That would be funny when someone asks you your band name. :biggrin:


thats awesome! :-p
It's like wearing guess jeans and somebody asks you what kind of jeans you're wearing.
 
  • #36
wow, there are some great ideas here
 
  • #37
Aphrodesiac (spelled wrong intentionally)
Dihydrogen monoxide (DHMO)
Statutory Ape
 
  • #38
damn tribdog, you're dominating! You're like a band name guru or something
 
  • #39
Tomatoes For Sale
and
Groupies Wanted
both sound like good ones to me.

You could use your own screenname in there.
Jonny Trigonometry and the Vectors.

Too bad it's not a two man deal you could do
Victor Vector and Jonny Trig

Jonny Trig and Remedial Calculus (or -the Remedial Calculi)
 
  • #40
Smurf said:
Aphrodesiac (spelled wrong intentionally)
Dihydrogen monoxide (DHMO)
Statutory Ape
No Stealing My Name!
Ofcourse I stole it elsewhere and I've seen at least one other person use it for something aside from me.
 
  • #41
hehe, how about:

JT and the Diophantines
The Nerdy Kid
Albert Feynmann
Cauchy's Secret Stash
The Grand Blunder
Flashy Space Debris
Meromorphic Mayhem!

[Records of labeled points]
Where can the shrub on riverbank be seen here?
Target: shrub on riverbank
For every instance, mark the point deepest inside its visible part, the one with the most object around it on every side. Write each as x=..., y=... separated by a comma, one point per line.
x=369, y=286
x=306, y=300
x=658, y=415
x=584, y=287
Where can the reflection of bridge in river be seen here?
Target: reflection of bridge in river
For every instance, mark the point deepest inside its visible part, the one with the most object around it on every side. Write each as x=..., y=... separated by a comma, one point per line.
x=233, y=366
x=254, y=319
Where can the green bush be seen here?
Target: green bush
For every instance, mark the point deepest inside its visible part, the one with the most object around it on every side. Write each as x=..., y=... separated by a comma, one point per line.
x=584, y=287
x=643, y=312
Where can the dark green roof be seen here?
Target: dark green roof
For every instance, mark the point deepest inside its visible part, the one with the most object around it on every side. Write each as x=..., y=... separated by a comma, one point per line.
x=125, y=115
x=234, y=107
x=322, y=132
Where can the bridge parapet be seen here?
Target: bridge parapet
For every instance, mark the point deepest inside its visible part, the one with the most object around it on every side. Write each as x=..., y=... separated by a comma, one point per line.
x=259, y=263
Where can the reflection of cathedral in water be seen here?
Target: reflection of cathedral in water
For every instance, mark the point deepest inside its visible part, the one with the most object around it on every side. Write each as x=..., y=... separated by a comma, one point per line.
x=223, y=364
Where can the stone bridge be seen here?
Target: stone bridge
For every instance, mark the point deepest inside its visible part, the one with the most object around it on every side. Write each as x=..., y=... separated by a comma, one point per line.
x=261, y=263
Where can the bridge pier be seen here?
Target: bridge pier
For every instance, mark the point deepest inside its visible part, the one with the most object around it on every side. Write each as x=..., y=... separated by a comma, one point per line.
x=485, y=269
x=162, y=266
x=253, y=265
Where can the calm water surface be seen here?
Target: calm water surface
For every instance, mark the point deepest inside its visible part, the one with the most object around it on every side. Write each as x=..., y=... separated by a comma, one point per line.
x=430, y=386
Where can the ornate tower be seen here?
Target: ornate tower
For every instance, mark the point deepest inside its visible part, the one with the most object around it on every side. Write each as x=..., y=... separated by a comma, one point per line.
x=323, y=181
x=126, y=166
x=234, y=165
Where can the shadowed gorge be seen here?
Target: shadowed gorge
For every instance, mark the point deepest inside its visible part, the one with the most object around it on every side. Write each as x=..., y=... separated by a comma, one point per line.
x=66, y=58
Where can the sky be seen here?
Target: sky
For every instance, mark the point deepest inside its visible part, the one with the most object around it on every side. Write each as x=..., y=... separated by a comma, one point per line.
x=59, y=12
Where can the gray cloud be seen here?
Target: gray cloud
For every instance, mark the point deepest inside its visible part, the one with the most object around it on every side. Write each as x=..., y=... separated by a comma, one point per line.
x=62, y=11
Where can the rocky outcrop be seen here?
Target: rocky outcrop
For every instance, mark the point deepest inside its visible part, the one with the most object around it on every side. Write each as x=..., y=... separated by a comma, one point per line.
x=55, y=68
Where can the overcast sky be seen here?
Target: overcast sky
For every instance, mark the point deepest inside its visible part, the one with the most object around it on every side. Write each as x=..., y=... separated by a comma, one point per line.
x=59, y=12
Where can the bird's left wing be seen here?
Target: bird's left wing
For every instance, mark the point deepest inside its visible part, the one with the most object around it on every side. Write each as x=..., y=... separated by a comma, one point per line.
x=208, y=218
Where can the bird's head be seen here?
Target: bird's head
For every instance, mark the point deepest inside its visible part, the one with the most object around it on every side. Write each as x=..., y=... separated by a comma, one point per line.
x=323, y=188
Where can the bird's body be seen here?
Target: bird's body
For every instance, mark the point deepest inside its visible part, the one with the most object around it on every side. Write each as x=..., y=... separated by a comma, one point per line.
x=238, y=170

EXERCISE AIM: Continue the band-name forum thread from its last line, carrying on in the same casual style.

TASK OUTPUT:
Buy Me A Wagon
The Truth Behind Carrot Top
Euler in his Prime
Fourier Transformed My Potato
We Suck
Maximum Blue Shift (maximum BS)
Conformal Mapping
Stallin Stole My Wheelchair
Let's Go Sledding!
Math Is The Devil
K-Fold Hyper Think Spot
Wave My Number
Bush Is Double Plus Good
Weapons of Mass Distraction
Tater Tot Hotdish
Tools of the Sharade
 
  • #42
LOL! From that list, I like "Weapons of Mass Distraction." :smile:
 
  • #43
A more serious one, but it works I think, because you said you are currently a kind of jazz rock fusion band:

Nuclear Fusion
 
  • #44
or Nuculer in the South
 
  • #45
I always liked the name "The Jews", but i suppose some people might get mad at that, that's exposure though. :smile:
I agree that Weapons Of Mass Distraction is a cool name. Nice one.
 
  • #46
"Apple Jews":smile:
 
  • #47
Axe Murderers
 
  • #48
From a news item that I've never been able to get out of my head: 'Bundling Squirrels'. (Don't ask.)
 
  • #49
How about 'Lower Your Expectations'?

Here are a couple that I always liked, but you probably can't use:

Powerdump
Free Beer and Chicken
Nuclear Creamcheese
 
  • #50
Some band name ideas:

The Russians
Until Death
Under a Blood Red Sky
Indigenous Peoples
Swollen Lip
White Knuckle War
Standup and Fight
Toe the Line
Ear Trauma

probably doesn't fit your musical style but there free to anyone who wants them- no more bands for me.
 
  • #51
No Hit Wonder
Just Wanna Pay for these Amps
Pawned Instruments
ABBA
Part time Fry Cook
Cherry Flavored Frozen Dog Testicles
 
  • #52
LOL, I love you're ideas folks!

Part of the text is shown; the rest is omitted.